* EXTRACT TO READ *
○ ○ ○ ○
Adaptive collaborative control is most accurately modeled as a closed loop feedback control system. Closed loop feedback control describes the event where the outputs of a system from an input are used to influence the present or future behavior of the system. The feedback control model is governed by a set of equations that are used to predict the future state of the simuland and regulate its behavior. These equations – in conjunction with principles of control theory – are used to evolve physical operations of the simuland to include, but not limited to: dialogue, path planning, motion, monitoring, and lifting objects over time. Many times, these equations are modeled as nonlinear partial differential equations over a continuous time domain.

Due to their complexity, powerful computers are necessary to implement these models. A consequence of using computers to simulate these models is that continuous systems cannot be fully calculated. Instead, numerical solutions, such as the Runge–Kutta methods, are utilized to approximate these continuous models.

These equations are initialized from the response of one or more sources and rates of changes and outputs are calculated. These rates of changes predict the states of the simuland a short time in the future. The time increment for this prediction is called a time step. These new states are applied to the model to determine the new rates of changes and observational data. This behavior is continued until the desired number of iterations is completed. In the event a future state violates or comes within a tolerance of the violation the simuland will confer with its human counterpart seeking advice on how to proceed from that point. The outputs, or observational data, are used by the human operators to determine what they believe is the best course of action for the simuland. Their commands are fed with the input into the control system and assessed regarding its effectiveness in resolving the issues. If the human commands are determined to be valuable, the simuland will adjust its control input to what the human suggested. If the human's commands are determined to be unbeneficial, malicious, or non-existent, the model will seek its own correction approach.

== Domain and Codomain ==
The domain for the models used to conduct adaptive collaborative control is commands, queries, and responses from the human operator at the finite-state machine level. Commands from the human operator allow the agent to be provided with additional input in its decision-making process. This information is particularly beneficial when the human is a subject matter expert or the human is aware of how to reach an overarching goal when the agent is focused on only one aspect of the entire problem. Queries from the human are used to gather status information on either support functions of the agent or to determine progress on missions. Many times the robot's response serves as precursor information for issuance of a command as human assistance to the agent. Responses from the human operator are initiated by queries from the agent and feedback into the system to provide additional input to potentially regulate an action or set of actions from the agent. At the functional model level, the system has translated all accepted commands from the human into control inputs used to carry out tasks defined to the agent. Due to the autonomous nature of the simuland, input from the agent is being fed into the machine to operate sustaining functions and tasking that the human operator has ignored or answered to an insufficient manner.

The codomain for the models that utilize adaptive collaborative control are queries, information statements, and responses from the agent. Queries and information statements are elements of the dialogue exchange at the finite-state machine level. Queries from the agent are the system's way of soliciting a response from a human operator. This is particularly important when the agent is physically stuck or at a logical impasse. The types of queries the agent can ask must be pre-defined by the modeler. The frequency and detail associated with a particular query depends on the expertise of the human operator or more accurately the expertise of the human operator identified to the agent. When the agent responds it will send an information statement to the human operator. This statement provides a brief description on what the adaptive collaborative control system decided. At the functional model level, the action associated with the information statement is carried out.
○ ○ ○ ○
* DATASET EXTRACT *
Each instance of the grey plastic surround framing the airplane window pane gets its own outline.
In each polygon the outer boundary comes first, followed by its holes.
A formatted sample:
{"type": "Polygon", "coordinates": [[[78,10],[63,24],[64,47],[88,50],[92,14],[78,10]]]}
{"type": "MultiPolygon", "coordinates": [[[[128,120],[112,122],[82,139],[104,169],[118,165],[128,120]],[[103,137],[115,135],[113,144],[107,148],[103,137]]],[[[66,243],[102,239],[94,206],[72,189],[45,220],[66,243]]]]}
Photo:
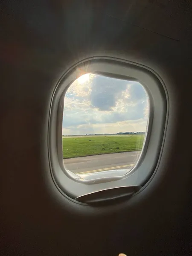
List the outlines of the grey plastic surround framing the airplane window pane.
{"type": "Polygon", "coordinates": [[[58,189],[70,198],[77,198],[100,190],[122,186],[143,186],[151,177],[163,148],[167,117],[167,97],[163,84],[157,76],[141,65],[114,58],[92,58],[82,61],[68,70],[58,82],[52,96],[48,128],[49,164],[53,181],[58,189]],[[148,127],[140,159],[133,169],[124,176],[103,178],[102,180],[75,180],[63,165],[62,119],[64,96],[70,86],[84,73],[100,74],[108,77],[139,81],[148,94],[148,127]]]}

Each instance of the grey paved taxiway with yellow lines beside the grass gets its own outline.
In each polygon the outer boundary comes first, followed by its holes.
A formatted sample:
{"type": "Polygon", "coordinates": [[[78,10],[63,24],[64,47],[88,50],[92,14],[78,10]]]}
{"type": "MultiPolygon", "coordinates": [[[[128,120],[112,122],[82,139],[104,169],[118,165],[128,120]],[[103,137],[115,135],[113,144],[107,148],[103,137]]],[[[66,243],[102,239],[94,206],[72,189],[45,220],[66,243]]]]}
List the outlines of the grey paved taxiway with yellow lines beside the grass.
{"type": "Polygon", "coordinates": [[[64,159],[64,166],[73,173],[105,171],[113,169],[132,169],[140,157],[141,151],[115,154],[102,154],[88,157],[64,159]]]}

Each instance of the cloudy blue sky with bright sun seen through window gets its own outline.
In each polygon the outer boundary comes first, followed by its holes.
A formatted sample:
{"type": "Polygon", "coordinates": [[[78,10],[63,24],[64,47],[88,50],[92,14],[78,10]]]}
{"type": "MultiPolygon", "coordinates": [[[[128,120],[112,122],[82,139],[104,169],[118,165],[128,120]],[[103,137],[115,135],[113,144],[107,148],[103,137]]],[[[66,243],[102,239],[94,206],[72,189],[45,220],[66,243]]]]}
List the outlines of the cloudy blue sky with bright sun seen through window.
{"type": "Polygon", "coordinates": [[[135,81],[80,76],[64,97],[63,135],[145,131],[148,97],[135,81]]]}

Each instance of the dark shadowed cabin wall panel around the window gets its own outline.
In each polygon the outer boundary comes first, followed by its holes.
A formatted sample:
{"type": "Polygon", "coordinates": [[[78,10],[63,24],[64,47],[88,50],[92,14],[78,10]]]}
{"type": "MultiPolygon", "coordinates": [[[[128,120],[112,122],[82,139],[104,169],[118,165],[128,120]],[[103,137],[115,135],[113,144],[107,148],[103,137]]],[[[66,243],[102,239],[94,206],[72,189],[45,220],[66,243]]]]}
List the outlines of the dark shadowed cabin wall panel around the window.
○ ○ ○ ○
* WORK ORDER *
For each statement below, say whether it agrees with the text on adaptive collaborative control above, answering yes or no and quoting the words of the text that decide it.
1. Runge–Kutta methods are used to approximate the continuous models.
2. The human operator decides during operation which types of queries the agent can ask.
3. The time increment for a prediction is called a time step.

* OUTPUT OF THE EXERCISE *
1. Yes: "numerical solutions, such as the Runge–Kutta methods, are utilized to approximate these continuous models."
2. No: "The types of queries the agent can ask must be pre-defined by the modeler."
3. Yes: "The time increment for this prediction is called a time step."